▸ **What you are asked to do**:
Among the entries below, how many lines contain the string "would"? Reply with that number alone.

== == ==

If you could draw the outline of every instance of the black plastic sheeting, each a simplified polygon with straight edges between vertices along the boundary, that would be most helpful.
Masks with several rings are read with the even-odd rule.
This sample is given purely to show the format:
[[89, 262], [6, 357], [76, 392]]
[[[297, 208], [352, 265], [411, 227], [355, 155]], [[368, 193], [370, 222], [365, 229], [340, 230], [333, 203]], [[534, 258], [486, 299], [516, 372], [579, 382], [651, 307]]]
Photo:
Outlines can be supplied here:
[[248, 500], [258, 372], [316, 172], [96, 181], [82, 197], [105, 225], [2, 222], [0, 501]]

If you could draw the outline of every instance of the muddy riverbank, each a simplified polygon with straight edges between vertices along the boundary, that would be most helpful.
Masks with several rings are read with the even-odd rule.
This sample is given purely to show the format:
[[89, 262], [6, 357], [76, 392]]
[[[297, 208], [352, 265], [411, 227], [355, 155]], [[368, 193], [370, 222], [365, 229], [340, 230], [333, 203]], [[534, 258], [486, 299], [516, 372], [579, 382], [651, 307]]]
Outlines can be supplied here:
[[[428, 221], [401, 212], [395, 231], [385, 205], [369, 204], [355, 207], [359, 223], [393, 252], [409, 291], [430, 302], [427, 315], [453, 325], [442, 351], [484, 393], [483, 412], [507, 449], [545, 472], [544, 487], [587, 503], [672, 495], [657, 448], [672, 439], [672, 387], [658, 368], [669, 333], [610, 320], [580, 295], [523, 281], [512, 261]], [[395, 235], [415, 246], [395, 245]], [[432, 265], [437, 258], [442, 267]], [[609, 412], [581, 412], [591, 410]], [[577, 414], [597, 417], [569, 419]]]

== == ==

▸ **Task response**:
2